Find the line containing "ring rule: even-odd". Reproduce it and every line after it up to the end of the records, exactly as written.

------------------------------

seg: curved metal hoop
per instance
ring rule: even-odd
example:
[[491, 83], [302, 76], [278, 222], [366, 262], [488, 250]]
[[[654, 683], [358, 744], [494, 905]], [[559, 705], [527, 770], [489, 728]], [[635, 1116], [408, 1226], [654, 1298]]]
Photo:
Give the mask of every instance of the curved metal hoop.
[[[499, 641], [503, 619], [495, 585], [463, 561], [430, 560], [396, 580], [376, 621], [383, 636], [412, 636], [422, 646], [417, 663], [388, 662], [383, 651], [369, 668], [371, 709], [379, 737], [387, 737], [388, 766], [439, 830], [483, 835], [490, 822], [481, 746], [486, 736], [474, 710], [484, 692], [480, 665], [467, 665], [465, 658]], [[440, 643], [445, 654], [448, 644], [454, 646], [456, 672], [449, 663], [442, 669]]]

------------------------------

*Solution for this problem*:
ring rule: even-odd
example:
[[491, 83], [302, 76], [278, 222], [366, 262], [488, 250]]
[[[654, 683], [358, 744], [494, 905]], [[559, 705], [527, 770], [489, 728]], [[635, 1116], [408, 1226], [654, 1298]]]
Photo:
Give the mask of every instance of the curved metal hoop.
[[[499, 641], [503, 619], [495, 585], [463, 561], [430, 560], [396, 580], [376, 621], [383, 636], [412, 636], [422, 646], [417, 663], [388, 662], [383, 651], [369, 668], [371, 709], [379, 737], [387, 737], [388, 766], [439, 830], [483, 835], [490, 822], [481, 746], [486, 736], [474, 710], [484, 692], [480, 665], [467, 665], [465, 658]], [[440, 643], [445, 654], [448, 644], [454, 646], [456, 672], [449, 663], [442, 669]]]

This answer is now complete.